▶ _The tasks_:
1. According to the passage on cross-cultural training, how many nationalities live and work together in cities such as London or Dubai?
2. Return the part of the passage on cross-cultural training starting at "1. Understand fundamentals" and ending at "personal comfort zones.", copied word for word.

▶ _Given passage_:
Many cross-cultural trainings are focused on what is acceptable, and what is not in a specific cultural setting. They are dominated by a focus on differences, and a better understanding of foreign cultures, and quite often they create a perception that foreign cultures are unattractive and filled only with constraints. Contemporary cultural training should be focused on adaptability and convergence, meaning that we should find ways how to connect more, not how to divide. As a final impact of the cross-cultural training, participants (students or employees) should become culturally resilient, and consequently unleash global potential regardless of cultural boundaries should be triggered.

Global communication skills are important for all who want to engage in any intercultural scenario, which basically is most of humanity. Cities such as London, or Dubai with more than 200 nationalities living and working together, can only thrive if we all learn how to learn from different cultures. This process can be natural quite often, but universities and the corporative sector have to know how to organize cross-cultural training to extract maximum talent potential coming from cultural diversity. We need a skilled approach to this “extraction” and the following are the steps that can improve cross-cultural learning:

  1. Understand fundamentals of cultures-our own, and others. Cross-cultural coding can be implemented here. A. Molinsky (Global Dexterity Method) proposes 6 codes: levels of directness, enthusiasm, formality, personal disclosure, assertiveness, and self-promotion. These codes vary among different cultures, but also among our own personal comfort zones.

▶ _Dataset content_:
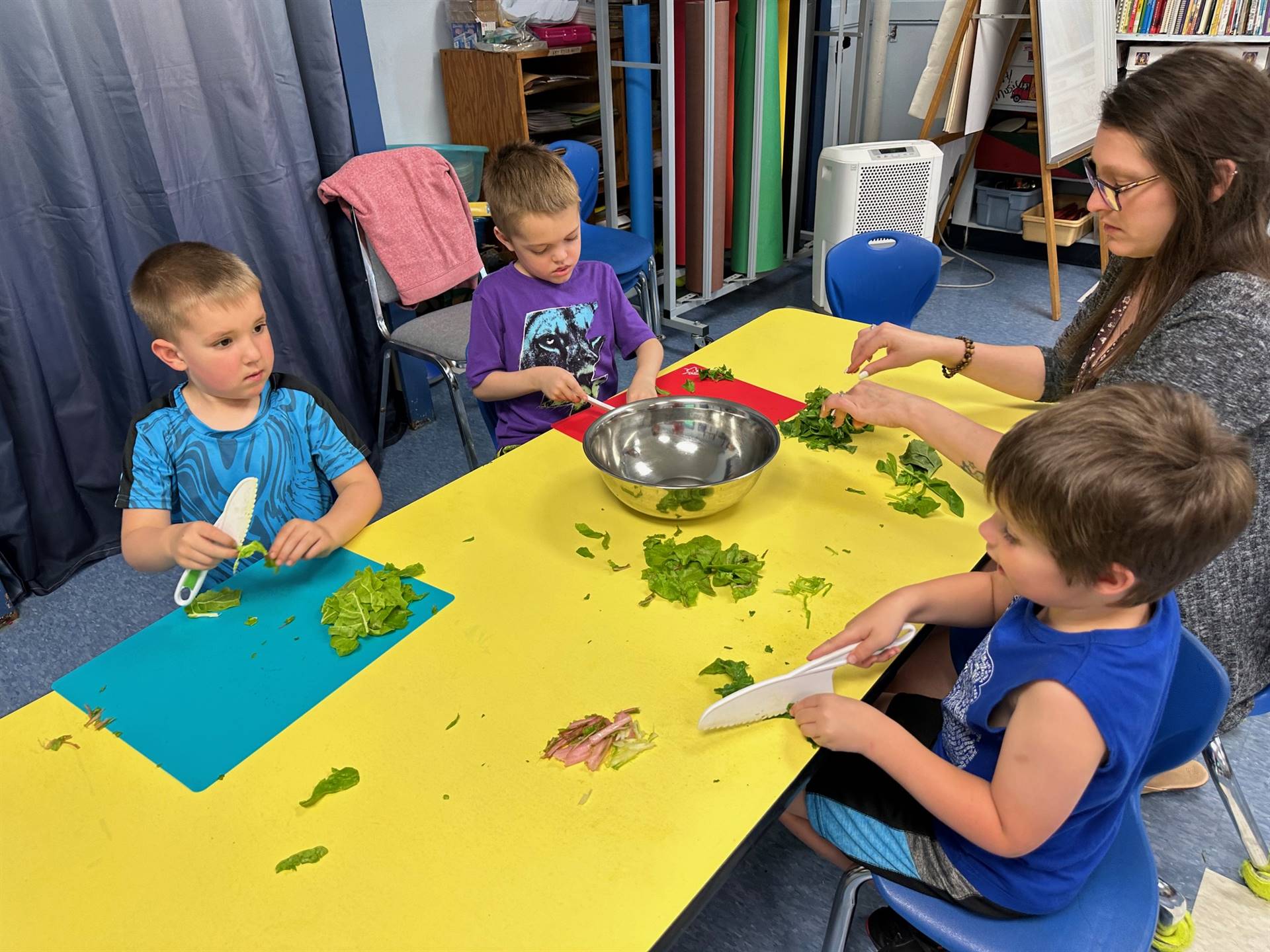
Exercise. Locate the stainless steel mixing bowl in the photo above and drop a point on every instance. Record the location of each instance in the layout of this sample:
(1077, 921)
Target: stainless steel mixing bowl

▶ _Final results_:
1. More than 200.

2.
1. Understand fundamentals of cultures-our own, and others. Cross-cultural coding can be implemented here. A. Molinsky (Global Dexterity Method) proposes 6 codes: levels of directness, enthusiasm, formality, personal disclosure, assertiveness, and self-promotion. These codes vary among different cultures, but also among our own personal comfort zones.